Saved entries:
______________________________

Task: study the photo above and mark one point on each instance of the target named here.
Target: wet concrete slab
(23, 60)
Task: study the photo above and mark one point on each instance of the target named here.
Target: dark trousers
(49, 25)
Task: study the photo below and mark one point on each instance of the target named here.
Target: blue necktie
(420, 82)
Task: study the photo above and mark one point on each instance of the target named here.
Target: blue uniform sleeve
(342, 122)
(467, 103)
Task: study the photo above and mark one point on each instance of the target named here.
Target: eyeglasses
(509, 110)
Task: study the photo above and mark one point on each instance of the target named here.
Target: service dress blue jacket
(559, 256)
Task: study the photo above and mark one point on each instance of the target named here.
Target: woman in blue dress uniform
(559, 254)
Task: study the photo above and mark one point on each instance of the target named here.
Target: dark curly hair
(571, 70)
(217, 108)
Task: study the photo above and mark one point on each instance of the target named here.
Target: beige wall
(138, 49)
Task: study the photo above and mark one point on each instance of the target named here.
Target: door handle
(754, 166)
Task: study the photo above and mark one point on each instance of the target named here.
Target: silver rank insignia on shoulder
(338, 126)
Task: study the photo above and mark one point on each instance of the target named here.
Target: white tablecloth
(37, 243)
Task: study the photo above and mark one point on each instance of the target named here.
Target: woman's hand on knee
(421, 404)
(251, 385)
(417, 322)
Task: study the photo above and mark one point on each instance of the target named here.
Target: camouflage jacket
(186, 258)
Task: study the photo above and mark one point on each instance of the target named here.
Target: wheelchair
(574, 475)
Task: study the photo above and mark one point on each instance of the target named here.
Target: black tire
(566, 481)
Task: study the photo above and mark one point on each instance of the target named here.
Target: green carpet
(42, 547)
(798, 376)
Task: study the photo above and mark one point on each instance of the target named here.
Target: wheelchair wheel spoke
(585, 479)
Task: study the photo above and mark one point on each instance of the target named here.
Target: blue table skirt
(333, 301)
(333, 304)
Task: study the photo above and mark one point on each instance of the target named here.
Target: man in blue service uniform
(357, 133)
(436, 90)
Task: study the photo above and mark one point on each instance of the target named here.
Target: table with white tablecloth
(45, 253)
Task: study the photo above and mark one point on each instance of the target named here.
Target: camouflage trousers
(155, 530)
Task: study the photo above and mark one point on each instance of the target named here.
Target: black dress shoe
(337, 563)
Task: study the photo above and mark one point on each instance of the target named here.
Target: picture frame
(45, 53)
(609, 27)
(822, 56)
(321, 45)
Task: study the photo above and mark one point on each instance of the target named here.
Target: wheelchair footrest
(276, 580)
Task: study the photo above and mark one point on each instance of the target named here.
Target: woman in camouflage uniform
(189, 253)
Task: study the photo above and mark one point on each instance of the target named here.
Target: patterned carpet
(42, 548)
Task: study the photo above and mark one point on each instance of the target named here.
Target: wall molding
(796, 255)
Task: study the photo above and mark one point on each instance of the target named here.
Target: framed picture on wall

______________________________

* **Assigned task**
Keeping every line exactly as it is, retype the entries shown above.

* **Exercise result**
Task: study the photo above and mark one point on each instance of the target named here.
Target: wet concrete slab
(23, 60)
Task: study the photo above and mark one point on each instance of the target named here.
Target: dark trousers
(49, 25)
Task: study the photo below and mark one point on each instance of the target named here.
Target: blue necktie
(420, 82)
Task: study the photo above and mark one point on each instance of the target named here.
Target: blue uniform sleeve
(342, 122)
(467, 103)
Task: study the photo above and mark one point on each instance of the target named here.
Target: eyeglasses
(509, 110)
Task: study the photo above and mark one point on each instance of the target named here.
Target: service dress blue jacket
(559, 256)
Task: study the photo above and mark one point on each instance of the target named here.
Target: woman in blue dress uniform
(559, 254)
Task: study the photo above and mark one point on each instance of the target named here.
Target: dark curly hair
(571, 70)
(217, 108)
Task: study the photo above and mark one point on each instance of the target named here.
Target: beige wall
(138, 49)
Task: study the photo above and mark one point on each instance of the target named here.
Target: door handle
(754, 166)
Task: study the photo above and mark one point on each instance of the target named here.
Target: silver rank insignia on shoulder
(338, 126)
Task: study the photo above and mark one point on each instance of the target named here.
Target: white tablecloth
(37, 243)
Task: study the photo above and mark one point on each instance of the target named here.
Target: woman's hand on knee
(421, 404)
(251, 385)
(417, 322)
Task: study the photo above and mark one point on each instance of the target named here.
Target: camouflage jacket
(186, 258)
Task: study the photo above and mark one point on each instance of the target named here.
Target: wheelchair
(574, 475)
Task: study the photo above and mark one point on each instance of the target named here.
Target: black tire
(566, 481)
Task: study the photo above and mark one point on each instance of the target named here.
Target: green carpet
(42, 547)
(798, 376)
Task: study the photo above and mark one point on each instance of the target named here.
Target: wheelchair wheel spoke
(585, 479)
Task: study the photo above and mark one point on each instance of the target named here.
Target: blue table skirt
(333, 301)
(333, 304)
Task: study the photo above and mark one point on each instance of the target named here.
Target: man in blue service uniform
(357, 133)
(436, 90)
Task: study the photo above and mark one point on each instance of the target named here.
Target: table with white tablecloth
(45, 253)
Task: study the photo above and mark one point on each instance of the target named here.
Target: camouflage trousers
(155, 530)
Task: study the photo above and mark one point on each instance of the target named here.
Target: black dress shoe
(337, 563)
Task: study the photo above and mark one point on each instance of the target named here.
Target: picture frame
(45, 53)
(609, 27)
(822, 56)
(321, 45)
Task: study the photo above and mark one point on each instance of the target named here.
Target: wheelchair footrest
(276, 580)
Task: study the photo above and mark one point on each instance of the target named here.
Target: woman in camouflage uniform
(189, 253)
Task: study the photo above and mark one point on each instance of the target named here.
Target: patterned carpet
(42, 548)
Task: study the photo above and mark one point on each instance of the target named here.
Target: wall molding
(796, 255)
Task: study the photo above and mark one point on each instance of the target named here.
Target: framed picture on wall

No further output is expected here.